== Kutipan Teks ==
Rentetan konflik dan
kekerasan yang mewarnai sejumlah pemilihan umum kepala daerah (pemilu
kada) memunculkan kekhawatiran kita. Bulu kuduk pun merinding kala
ketidakpuasan terhadap proses dan hasil pemilihan dilampiaskan dengan
perusakan dan pembakaran sejumlah fasilitas, baik milik pemerintah,
partai, maupun swasta. Proses demokrasi yang semestinya ditempuh dengan
cara-cara yang damai menjadi ibarat jauh panggang dari api.
Peristiwa itu lagi-lagi terjadi di Kota
Palopo, Sulawesi Selatan. Massa yang beringas merusak dan membakar
sejumlah ruangan di Kantor Wali Kota Palopo dan Kantor Partai Golkar.
Kantor Palopo Pos dan Gedung BNI yang berada di sebelahnya juga tidak
luput dari jilatan api, diserang dan dibakar massa. Kerusuhan bermula
saat massa tak puas setelah Komisi Pemilihan Umum (KPU) Kota Palopo
menetapkan pasangan Judas Amir-Akhmad Syarifuddin (JA) sebagai pemenang
pemilu kada putaran kedua dengan perolehan 37.469 suara. Adapun pasangan
Haidir Basir-Thamrin Djufri (Hati) meraup 36.731 suara. Pada putaran
pertama, pasangan Hati unggul dengan raihan suara 24,56%, sedangkan JA
mengantongi suara 24,47%.
Suasana politik memang selalu memanas
menjelang pelaksanaan pemilu. Para politikus dan peserta pemilu
meningkatkan aktivitas dan manuver politik sehingga eskalasi politik kian
meningkat. Mereka benar-benar terlibat dalam persaingan sengit guna
meraih kekuasaan yang diwujudkan dengan kemenangan dalam tradisi lima
tahunan itu. Efek yang muncul, potensi konfl ik menjadi rentan terjadi.
Mengapa konflik menjadi lebih mudah
terjadi? Langkah apa yang bisa sama-sama kita upayakan agar konflik serta
dampaknya bisa diminimalkan? Bagaimana dengan Pemilu 2014 yang sebentar
lagi akan berlangsung?

== Entri Data ==
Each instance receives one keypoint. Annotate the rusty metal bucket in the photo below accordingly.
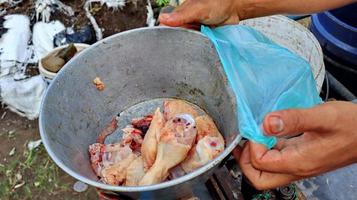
(136, 66)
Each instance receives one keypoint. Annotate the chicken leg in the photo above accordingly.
(149, 145)
(176, 140)
(210, 144)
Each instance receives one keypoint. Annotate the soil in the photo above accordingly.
(16, 131)
(133, 15)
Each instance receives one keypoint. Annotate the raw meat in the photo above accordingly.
(149, 146)
(102, 156)
(108, 130)
(143, 123)
(153, 147)
(176, 139)
(135, 172)
(116, 174)
(210, 144)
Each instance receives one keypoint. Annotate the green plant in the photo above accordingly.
(162, 3)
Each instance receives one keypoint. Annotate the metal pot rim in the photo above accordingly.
(96, 184)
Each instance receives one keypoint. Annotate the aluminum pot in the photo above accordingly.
(136, 66)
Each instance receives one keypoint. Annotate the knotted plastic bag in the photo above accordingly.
(264, 76)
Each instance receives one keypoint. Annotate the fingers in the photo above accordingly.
(288, 122)
(187, 13)
(260, 179)
(269, 160)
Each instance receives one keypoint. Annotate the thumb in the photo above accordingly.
(289, 122)
(186, 13)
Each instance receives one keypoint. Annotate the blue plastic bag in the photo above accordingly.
(264, 76)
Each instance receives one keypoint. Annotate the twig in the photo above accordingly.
(98, 31)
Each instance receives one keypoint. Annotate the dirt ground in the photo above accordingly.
(42, 179)
(133, 15)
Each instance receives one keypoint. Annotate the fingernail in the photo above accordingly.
(276, 125)
(164, 16)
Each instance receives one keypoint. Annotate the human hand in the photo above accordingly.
(208, 12)
(328, 142)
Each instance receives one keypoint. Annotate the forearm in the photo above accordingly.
(258, 8)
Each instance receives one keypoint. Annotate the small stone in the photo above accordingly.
(79, 186)
(12, 152)
(18, 177)
(19, 185)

== Daftar Tugas ==
(1) Apakah setiap pernyataan berikut sesuai dengan teks tentang kerusuhan pemilu kada Palopo? Jawab ya atau tidak, lalu kutip kata-kata teks yang menentukannya. (a) Pasangan JA ditetapkan sebagai pemenang putaran kedua dengan 37.469 suara. (b) Pada putaran pertama, pasangan JA unggul atas pasangan Hati. (c) Kantor Palopo Pos tidak ikut diserang massa.
(2) Teruskan teks tentang kerusuhan pemilu kada Palopo mulai dari titik ia berhenti.

== Hasil Tiap Tugas ==
(1)
(a) Ya: "menetapkan pasangan Judas Amir-Akhmad Syarifuddin (JA) sebagai pemenang pemilu kada putaran kedua dengan perolehan 37.469 suara."
(b) Tidak: "Pada putaran pertama, pasangan Hati unggul dengan raihan suara 24,56%, sedangkan JA mengantongi suara 24,47%."
(c) Tidak: "Kantor Palopo Pos dan Gedung BNI yang berada di sebelahnya juga tidak luput dari jilatan api, diserang dan dibakar massa."

(2)
Lebih Mudah
Pada bangsa Indonesia yang
pluralis memang terkandung potensi konflik yang cukup besar. Ada banyak
hal yang mendukung konflik pemilihan Wali Kota Palopo menjadi sesuatu
yang mudah terjadi. Masyarakat kurang mengolah matang informasi tentang
adanya proses pemilihan yang dianggap tidak sesuai aturan. Hal itu
diperkuat oleh hasil yang berbeda dengan putaran pertama. Orang yang
mengambil kesimpulan salah akan menelurkan keputusan yang salah pula.
Memang, perubahan ke p arah sistem pemilu kada langa sung merupakan
perubahan nilai yang tidak secara mudah disikapi oleh semua pihak hingga
gampang memicu pemaksaan kehendak.
Sebagaimana daerah-daerah lain, di
masyarakat Palopo memang terkandung benihbenih konflik. Banyak kita baca
berita tentang pertentangan antarkelompok masyarakat yang dipicu oleh
hal-hal sepele. Namun, dampak yang ditimbulkannya bisa menjadi sangat
luas, seperti tawuran antarkampung yang kerap terjadi. Artinya, ibarat
benih yang sudah sangat matang atau kering, potensi konflik sangat mudah
tumbuh dan dalam masyarakat kita. Semakin heterogen masyarakat, semakin
besar potensi konflik.
Dalam tataran pelaku, ternyata setiap
elemen masyarakat di Palopo memberi sumbangan bagi terjadinya konflik.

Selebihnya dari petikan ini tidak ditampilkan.